SOURCE RECORDS:
>>>>

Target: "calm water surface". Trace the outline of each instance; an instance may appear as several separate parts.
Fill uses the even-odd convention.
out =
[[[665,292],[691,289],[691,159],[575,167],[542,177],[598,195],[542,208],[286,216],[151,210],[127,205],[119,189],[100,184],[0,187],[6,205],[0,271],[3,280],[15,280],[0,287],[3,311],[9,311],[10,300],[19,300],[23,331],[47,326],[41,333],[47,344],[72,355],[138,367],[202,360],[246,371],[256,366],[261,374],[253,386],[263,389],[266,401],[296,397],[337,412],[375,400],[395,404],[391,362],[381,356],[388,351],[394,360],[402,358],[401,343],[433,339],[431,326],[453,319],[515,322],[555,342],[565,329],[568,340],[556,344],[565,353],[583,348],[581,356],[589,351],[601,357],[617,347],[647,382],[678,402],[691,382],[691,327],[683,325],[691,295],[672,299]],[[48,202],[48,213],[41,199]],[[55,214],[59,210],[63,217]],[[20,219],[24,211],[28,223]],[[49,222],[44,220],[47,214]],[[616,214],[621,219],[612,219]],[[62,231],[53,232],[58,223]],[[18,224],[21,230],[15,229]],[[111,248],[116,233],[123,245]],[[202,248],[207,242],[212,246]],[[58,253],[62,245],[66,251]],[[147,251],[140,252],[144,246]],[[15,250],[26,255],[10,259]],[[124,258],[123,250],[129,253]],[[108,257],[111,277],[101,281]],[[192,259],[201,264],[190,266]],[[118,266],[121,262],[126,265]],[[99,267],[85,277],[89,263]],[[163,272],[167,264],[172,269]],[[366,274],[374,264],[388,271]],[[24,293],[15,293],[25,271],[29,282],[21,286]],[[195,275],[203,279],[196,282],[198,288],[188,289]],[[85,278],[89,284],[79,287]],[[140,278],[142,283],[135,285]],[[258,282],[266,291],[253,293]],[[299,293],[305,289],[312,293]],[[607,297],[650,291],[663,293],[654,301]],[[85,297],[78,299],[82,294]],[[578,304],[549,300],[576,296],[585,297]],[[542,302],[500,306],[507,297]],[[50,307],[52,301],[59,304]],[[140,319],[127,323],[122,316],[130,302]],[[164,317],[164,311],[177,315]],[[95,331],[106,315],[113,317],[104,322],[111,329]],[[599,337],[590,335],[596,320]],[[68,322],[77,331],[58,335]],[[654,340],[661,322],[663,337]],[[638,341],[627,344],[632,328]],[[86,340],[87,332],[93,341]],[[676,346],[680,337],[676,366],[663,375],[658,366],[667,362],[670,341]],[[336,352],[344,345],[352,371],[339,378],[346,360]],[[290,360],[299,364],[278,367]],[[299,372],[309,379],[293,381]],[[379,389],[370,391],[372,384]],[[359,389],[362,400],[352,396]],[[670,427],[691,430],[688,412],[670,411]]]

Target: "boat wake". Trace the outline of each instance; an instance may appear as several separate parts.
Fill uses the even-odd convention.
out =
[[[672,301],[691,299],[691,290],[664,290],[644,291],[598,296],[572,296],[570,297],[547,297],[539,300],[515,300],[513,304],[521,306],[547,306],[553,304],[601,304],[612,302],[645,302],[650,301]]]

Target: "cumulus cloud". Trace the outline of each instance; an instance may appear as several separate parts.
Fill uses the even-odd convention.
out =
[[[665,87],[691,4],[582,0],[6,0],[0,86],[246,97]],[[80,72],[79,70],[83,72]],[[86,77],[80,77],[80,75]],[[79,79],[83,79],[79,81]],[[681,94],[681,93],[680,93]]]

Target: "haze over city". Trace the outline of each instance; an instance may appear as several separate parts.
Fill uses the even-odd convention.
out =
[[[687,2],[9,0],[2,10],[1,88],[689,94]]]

<<<<

TASK GOAL:
How many lines in the entries above contain the word "Target"? Reply with only the count.

SOLUTION TO THIS PROBLEM:
4